## WORK INSTRUCTIONS:
Can you duplicate the forum thread on removing Gildan tags in full, word for word?

## SELECTED EXTRACT:
•••
# Removing Gildan (and other brands) Tags... (UK)



## mleatherba (May 10, 2013)

Hi Guys,

I am building a brand of clothing and i am interested to know the legalities of removing tags from clothing and selling/shipping them worldwide. I will mostly be using the Gildan Softstyle 6400 & 6400L and maybe a other brands as time goes on e.g. B&C...

As far as the Gildan 6400 & 6400L they appear to have 2 layers of labeling. 1 with the Gildan Softstyle logo and the label under it displaying the manufacturing country wash instructions and reference numbers so i was thinking of just cutting off the logo label leaving the second label attached 

I have read a few posts that briefly cover this but i would like to hear more opinions and facts on this topic if possible 

p.s. would anyone know a cheap custom label making company in the UK?? (willing to sew them in myself)

Thanks guys!!!


----------



## boon4376 (Sep 2, 2012)

It is perfectly legal to remove tags from clothing and re-brand them as your own. You can actually run into more problems if you keep their logos on the clothes - for example - you cant go buy a bunch of J. Crew shirts and then put your own designs and branding on them if they still say J. Crew anywhere.
•••
[Rows from a pointing dataset]
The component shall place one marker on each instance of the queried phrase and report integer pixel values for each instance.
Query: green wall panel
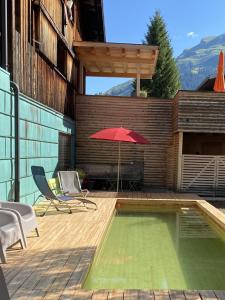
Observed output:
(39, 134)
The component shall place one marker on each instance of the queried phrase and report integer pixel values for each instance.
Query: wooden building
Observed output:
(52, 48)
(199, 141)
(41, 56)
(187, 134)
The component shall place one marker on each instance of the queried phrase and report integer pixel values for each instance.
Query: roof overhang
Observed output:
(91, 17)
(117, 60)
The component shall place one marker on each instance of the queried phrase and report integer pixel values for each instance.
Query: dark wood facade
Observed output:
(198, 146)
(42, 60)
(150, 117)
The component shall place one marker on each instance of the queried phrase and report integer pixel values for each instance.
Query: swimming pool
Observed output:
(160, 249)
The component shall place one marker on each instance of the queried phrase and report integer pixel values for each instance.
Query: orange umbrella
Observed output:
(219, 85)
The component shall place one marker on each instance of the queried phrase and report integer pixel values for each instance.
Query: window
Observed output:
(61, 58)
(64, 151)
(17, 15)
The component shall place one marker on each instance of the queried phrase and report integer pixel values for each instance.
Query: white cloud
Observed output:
•••
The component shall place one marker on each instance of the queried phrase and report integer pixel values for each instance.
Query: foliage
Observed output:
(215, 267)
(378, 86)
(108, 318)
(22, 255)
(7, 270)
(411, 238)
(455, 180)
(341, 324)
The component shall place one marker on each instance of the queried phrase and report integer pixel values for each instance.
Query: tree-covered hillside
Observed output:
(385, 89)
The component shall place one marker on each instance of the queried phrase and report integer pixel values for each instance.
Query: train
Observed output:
•••
## EXPECTED OUTPUT:
# Removing Gildan (and other brands) Tags... (UK)



## mleatherba (May 10, 2013)

Hi Guys,

I am building a brand of clothing and i am interested to know the legalities of removing tags from clothing and selling/shipping them worldwide. I will mostly be using the Gildan Softstyle 6400 & 6400L and maybe a other brands as time goes on e.g. B&C...

As far as the Gildan 6400 & 6400L they appear to have 2 layers of labeling. 1 with the Gildan Softstyle logo and the label under it displaying the manufacturing country wash instructions and reference numbers so i was thinking of just cutting off the logo label leaving the second label attached 

I have read a few posts that briefly cover this but i would like to hear more opinions and facts on this topic if possible 

p.s. would anyone know a cheap custom label making company in the UK?? (willing to sew them in myself)

Thanks guys!!!


----------



## boon4376 (Sep 2, 2012)

It is perfectly legal to remove tags from clothing and re-brand them as your own. You can actually run into more problems if you keep their logos on the clothes - for example - you cant go buy a bunch of J. Crew shirts and then put your own designs and branding on them if they still say J. Crew anywhere.